Directions -
Copy the entries from the start through the line containing "(366, 1311)", swapping "dashed" for "solid" and keeping everything else the same. Leave the pictures out.

Material for the task -
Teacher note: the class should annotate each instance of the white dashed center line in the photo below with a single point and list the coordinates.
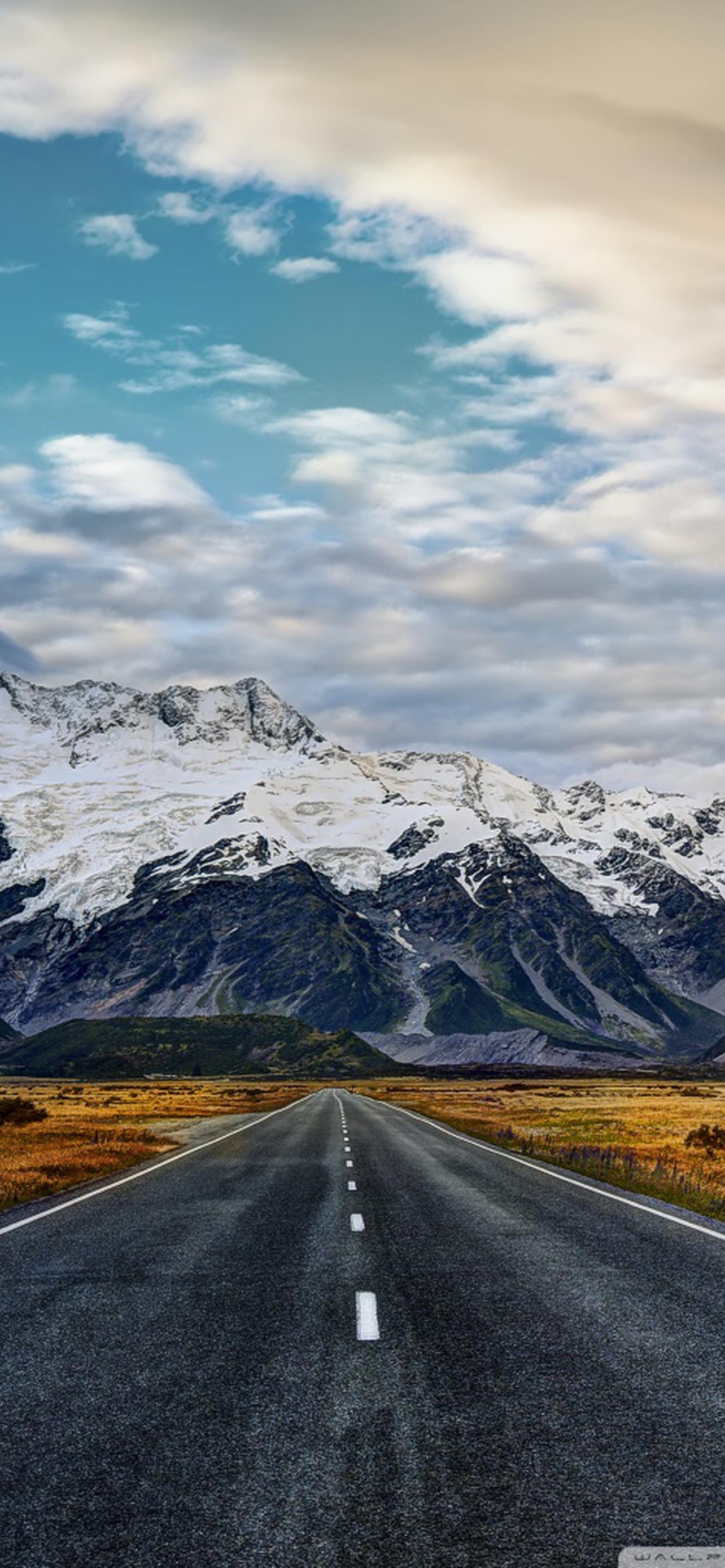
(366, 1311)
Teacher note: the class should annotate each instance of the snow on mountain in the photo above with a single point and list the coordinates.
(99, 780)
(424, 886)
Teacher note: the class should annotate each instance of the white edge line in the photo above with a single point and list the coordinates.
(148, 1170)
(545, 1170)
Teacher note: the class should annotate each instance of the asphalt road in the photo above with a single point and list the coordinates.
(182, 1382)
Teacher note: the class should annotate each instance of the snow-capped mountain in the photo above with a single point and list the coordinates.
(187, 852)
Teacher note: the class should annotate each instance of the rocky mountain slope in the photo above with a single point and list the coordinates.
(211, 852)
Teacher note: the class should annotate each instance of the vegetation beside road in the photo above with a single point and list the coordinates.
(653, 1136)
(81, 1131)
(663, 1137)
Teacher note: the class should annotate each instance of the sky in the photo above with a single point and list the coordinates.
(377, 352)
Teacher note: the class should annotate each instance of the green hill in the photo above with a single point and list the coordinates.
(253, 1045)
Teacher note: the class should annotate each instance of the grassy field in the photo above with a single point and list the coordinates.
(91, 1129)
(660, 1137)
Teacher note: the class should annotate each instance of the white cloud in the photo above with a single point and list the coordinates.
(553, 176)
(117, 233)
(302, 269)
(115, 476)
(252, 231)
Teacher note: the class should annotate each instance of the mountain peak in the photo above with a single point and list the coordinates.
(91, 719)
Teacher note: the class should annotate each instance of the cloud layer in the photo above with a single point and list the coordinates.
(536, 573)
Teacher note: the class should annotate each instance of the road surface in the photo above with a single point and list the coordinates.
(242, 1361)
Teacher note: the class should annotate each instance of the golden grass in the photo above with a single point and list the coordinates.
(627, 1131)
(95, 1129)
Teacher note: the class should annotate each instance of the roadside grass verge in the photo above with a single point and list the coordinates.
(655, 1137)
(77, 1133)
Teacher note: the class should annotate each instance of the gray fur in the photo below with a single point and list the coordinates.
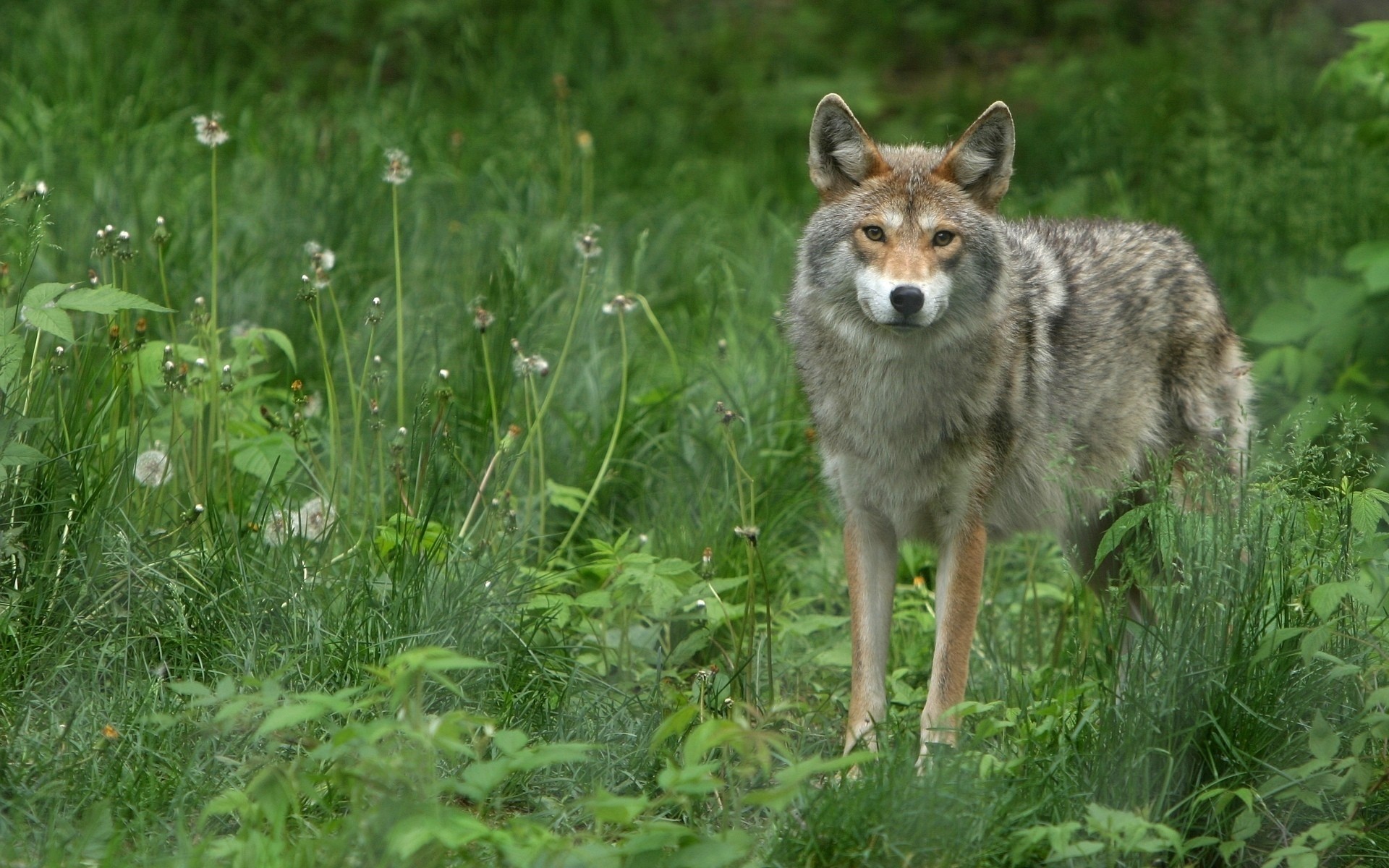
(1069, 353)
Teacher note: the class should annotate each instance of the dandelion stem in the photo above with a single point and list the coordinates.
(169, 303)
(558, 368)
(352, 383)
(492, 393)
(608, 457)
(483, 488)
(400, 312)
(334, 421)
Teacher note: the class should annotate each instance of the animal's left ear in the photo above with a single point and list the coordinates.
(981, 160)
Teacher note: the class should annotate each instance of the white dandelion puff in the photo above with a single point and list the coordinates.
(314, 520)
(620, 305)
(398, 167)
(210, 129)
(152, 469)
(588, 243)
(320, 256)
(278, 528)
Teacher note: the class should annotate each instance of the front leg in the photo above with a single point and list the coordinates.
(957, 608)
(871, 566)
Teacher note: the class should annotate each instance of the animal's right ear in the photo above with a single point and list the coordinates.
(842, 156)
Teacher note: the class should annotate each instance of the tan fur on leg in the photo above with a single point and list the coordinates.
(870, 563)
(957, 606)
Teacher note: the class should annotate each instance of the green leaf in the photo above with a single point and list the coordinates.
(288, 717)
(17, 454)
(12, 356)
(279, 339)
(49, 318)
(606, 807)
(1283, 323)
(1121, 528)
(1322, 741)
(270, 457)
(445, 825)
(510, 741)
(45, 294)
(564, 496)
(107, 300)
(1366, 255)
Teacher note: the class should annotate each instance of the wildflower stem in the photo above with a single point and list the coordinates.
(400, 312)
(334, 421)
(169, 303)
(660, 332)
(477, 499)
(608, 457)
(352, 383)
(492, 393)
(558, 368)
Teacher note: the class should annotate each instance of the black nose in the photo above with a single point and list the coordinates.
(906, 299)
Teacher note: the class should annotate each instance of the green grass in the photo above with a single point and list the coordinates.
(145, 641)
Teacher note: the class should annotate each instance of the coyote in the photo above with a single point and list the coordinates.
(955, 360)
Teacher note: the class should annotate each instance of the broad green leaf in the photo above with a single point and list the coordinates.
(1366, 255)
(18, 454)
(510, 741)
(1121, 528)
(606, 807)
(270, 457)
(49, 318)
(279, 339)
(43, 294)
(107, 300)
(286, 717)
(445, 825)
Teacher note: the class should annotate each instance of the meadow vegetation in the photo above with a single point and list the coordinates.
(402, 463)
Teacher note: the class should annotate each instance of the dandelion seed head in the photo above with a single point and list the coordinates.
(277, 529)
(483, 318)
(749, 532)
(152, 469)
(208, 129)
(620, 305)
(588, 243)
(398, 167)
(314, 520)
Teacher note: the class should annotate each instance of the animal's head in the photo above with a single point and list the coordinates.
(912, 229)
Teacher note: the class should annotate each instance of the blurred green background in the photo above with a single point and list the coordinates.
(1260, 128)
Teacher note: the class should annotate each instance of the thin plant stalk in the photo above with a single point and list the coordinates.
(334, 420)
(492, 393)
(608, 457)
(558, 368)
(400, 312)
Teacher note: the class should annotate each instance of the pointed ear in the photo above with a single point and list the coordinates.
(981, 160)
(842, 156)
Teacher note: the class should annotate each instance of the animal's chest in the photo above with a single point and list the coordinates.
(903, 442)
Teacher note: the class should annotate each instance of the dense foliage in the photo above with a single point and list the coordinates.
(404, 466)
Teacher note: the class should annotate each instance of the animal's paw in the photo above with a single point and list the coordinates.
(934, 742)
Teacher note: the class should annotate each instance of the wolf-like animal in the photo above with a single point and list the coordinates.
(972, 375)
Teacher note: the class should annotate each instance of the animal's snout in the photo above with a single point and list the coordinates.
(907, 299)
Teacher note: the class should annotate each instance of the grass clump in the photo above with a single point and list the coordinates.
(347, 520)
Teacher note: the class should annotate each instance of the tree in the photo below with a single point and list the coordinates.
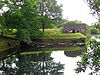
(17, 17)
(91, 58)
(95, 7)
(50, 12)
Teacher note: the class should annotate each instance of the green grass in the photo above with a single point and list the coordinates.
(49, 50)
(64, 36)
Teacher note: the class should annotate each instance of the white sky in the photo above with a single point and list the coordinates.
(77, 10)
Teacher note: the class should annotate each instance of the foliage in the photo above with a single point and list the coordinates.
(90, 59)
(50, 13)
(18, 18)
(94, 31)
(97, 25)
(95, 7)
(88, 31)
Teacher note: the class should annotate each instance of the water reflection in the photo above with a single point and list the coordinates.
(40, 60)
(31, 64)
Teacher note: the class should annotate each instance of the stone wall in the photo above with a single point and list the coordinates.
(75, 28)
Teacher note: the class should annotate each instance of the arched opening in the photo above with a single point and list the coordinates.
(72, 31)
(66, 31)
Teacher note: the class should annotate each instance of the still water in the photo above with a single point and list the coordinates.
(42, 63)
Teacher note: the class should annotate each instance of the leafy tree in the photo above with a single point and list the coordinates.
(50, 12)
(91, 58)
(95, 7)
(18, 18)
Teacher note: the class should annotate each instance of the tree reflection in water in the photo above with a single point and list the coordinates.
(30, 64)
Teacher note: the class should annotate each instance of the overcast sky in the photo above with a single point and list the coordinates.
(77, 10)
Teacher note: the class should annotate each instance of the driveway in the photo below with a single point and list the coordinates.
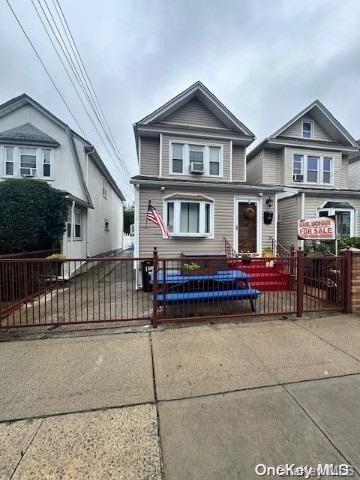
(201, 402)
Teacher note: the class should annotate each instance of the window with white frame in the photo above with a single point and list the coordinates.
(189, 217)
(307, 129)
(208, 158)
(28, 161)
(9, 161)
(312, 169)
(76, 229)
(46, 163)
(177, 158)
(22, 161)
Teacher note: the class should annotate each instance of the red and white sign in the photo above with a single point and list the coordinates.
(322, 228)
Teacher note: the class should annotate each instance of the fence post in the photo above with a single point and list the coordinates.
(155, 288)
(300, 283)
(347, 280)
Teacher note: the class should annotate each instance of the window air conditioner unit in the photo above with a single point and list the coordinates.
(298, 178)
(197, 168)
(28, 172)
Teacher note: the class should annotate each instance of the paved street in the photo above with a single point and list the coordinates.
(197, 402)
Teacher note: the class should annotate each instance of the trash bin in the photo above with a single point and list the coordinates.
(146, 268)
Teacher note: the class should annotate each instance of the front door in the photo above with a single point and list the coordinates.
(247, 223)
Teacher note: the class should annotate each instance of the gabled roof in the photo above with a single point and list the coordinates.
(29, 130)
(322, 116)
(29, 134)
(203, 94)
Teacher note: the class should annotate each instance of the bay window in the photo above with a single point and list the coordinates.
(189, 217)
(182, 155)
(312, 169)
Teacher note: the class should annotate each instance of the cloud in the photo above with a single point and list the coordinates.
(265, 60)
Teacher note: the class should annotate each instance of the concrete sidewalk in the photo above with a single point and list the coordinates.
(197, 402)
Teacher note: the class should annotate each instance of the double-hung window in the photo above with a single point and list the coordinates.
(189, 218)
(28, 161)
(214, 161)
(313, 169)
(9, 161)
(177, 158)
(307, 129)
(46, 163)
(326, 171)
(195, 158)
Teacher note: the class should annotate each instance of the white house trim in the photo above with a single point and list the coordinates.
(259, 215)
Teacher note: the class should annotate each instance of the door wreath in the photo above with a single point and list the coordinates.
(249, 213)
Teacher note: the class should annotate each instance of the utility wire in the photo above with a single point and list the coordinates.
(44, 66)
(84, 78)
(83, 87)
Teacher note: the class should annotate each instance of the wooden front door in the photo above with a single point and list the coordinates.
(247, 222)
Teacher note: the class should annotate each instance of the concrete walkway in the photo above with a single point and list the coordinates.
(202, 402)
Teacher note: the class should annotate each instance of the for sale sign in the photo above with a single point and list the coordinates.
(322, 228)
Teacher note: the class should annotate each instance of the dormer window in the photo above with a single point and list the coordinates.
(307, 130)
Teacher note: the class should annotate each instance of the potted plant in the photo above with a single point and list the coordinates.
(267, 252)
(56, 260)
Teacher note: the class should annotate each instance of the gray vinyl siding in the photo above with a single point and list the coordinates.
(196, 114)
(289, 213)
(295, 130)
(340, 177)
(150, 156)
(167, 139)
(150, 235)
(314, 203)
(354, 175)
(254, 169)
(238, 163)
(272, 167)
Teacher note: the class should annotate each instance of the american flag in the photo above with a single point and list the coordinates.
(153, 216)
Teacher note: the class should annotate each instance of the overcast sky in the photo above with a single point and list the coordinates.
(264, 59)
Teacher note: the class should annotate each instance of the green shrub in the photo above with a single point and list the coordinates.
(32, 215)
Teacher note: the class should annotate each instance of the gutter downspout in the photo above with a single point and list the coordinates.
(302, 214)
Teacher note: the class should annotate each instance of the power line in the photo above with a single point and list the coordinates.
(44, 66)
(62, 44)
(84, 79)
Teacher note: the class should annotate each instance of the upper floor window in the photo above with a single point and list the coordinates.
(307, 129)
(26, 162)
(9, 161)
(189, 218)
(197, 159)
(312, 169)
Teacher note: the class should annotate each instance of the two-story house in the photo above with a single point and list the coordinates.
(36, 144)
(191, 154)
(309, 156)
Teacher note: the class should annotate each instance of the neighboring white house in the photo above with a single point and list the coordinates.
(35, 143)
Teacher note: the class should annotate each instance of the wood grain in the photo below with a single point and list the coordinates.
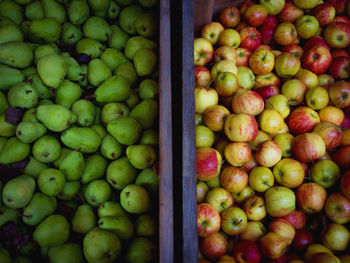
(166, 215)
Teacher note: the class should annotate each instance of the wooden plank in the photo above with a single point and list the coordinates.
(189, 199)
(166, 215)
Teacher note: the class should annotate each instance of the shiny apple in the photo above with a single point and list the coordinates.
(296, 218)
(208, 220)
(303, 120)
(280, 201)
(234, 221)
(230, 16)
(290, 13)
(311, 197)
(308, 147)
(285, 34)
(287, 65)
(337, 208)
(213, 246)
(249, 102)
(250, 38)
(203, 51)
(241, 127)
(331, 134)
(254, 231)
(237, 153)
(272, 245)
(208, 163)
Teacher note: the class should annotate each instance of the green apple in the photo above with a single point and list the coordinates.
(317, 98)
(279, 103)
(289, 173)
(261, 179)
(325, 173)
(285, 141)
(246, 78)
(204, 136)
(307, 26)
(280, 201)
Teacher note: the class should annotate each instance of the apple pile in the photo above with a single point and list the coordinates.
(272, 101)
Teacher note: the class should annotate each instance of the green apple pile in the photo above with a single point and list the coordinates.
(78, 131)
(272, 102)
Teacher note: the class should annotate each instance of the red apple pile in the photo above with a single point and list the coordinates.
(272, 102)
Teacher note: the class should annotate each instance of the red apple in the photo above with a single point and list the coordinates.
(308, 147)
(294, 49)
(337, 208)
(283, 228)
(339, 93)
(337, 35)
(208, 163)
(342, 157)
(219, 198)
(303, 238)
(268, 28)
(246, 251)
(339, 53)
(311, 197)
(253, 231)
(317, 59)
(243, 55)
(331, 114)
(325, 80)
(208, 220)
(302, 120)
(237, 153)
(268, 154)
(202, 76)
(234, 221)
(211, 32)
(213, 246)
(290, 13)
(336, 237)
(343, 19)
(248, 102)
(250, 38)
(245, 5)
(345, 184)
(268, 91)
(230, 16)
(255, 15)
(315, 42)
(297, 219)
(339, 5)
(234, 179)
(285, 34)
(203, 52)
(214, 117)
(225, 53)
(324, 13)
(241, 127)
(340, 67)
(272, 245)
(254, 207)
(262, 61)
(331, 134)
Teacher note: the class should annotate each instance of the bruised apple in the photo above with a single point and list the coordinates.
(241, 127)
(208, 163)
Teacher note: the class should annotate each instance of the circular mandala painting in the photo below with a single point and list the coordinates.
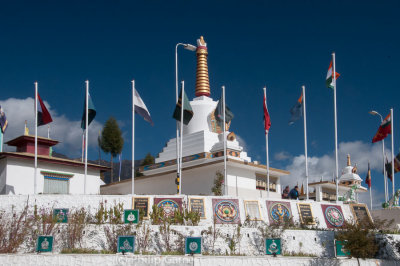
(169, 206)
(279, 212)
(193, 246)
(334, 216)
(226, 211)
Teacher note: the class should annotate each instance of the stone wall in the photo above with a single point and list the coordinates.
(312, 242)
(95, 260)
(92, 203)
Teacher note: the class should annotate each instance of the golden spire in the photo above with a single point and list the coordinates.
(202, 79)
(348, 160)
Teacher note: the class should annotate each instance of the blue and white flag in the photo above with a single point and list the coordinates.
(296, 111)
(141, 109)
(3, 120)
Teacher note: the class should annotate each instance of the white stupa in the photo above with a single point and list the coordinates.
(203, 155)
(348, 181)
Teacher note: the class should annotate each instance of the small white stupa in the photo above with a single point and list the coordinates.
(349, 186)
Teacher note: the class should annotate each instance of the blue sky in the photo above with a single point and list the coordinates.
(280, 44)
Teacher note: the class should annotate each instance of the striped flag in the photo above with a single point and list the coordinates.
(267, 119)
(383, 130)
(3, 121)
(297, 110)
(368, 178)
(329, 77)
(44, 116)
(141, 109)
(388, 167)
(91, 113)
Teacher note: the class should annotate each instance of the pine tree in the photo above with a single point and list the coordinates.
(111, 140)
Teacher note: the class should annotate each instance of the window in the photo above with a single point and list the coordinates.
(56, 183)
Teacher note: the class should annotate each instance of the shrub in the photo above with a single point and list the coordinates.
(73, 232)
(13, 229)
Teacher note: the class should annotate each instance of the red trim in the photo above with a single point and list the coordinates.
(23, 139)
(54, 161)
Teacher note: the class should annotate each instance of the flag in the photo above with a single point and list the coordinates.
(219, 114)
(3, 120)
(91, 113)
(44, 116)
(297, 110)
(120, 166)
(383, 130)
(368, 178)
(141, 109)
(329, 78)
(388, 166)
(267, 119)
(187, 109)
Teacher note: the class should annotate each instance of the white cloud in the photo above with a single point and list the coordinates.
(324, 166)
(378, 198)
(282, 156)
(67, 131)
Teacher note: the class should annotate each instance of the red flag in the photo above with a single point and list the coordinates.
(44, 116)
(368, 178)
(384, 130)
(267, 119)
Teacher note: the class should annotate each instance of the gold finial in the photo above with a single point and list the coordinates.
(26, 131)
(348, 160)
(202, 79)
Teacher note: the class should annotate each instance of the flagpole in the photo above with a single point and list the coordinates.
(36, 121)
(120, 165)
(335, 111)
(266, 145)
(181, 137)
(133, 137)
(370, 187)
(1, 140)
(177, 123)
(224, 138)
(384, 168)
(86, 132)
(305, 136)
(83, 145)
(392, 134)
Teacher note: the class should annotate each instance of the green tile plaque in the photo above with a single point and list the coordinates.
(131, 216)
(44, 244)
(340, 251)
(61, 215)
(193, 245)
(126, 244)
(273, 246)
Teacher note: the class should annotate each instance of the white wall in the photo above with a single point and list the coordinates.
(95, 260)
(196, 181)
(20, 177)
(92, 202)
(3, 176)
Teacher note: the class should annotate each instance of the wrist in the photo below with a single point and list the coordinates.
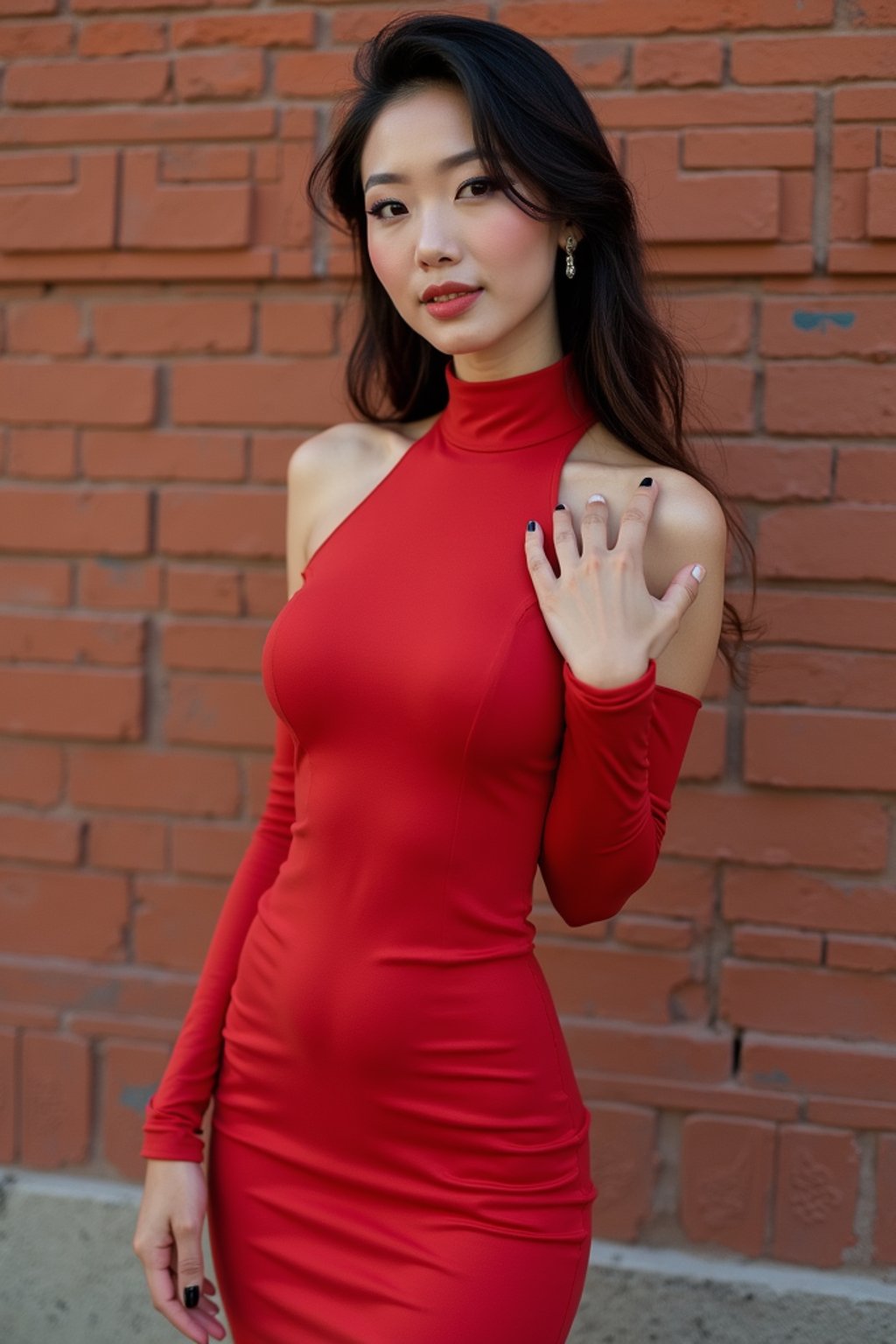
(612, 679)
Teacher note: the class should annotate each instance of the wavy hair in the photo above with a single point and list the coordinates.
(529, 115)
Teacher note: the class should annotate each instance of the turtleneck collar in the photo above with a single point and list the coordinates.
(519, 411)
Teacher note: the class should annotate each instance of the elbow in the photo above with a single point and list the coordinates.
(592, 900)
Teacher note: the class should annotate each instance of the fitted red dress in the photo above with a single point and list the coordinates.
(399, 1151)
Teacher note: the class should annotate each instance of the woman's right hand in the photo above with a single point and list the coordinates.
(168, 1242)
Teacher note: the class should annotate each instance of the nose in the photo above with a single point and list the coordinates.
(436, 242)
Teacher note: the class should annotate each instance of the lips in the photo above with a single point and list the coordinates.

Solution below -
Teacher note: the class should annotate each instance of the white solid center line in the photo below with a single point and list the coordinates.
(366, 1311)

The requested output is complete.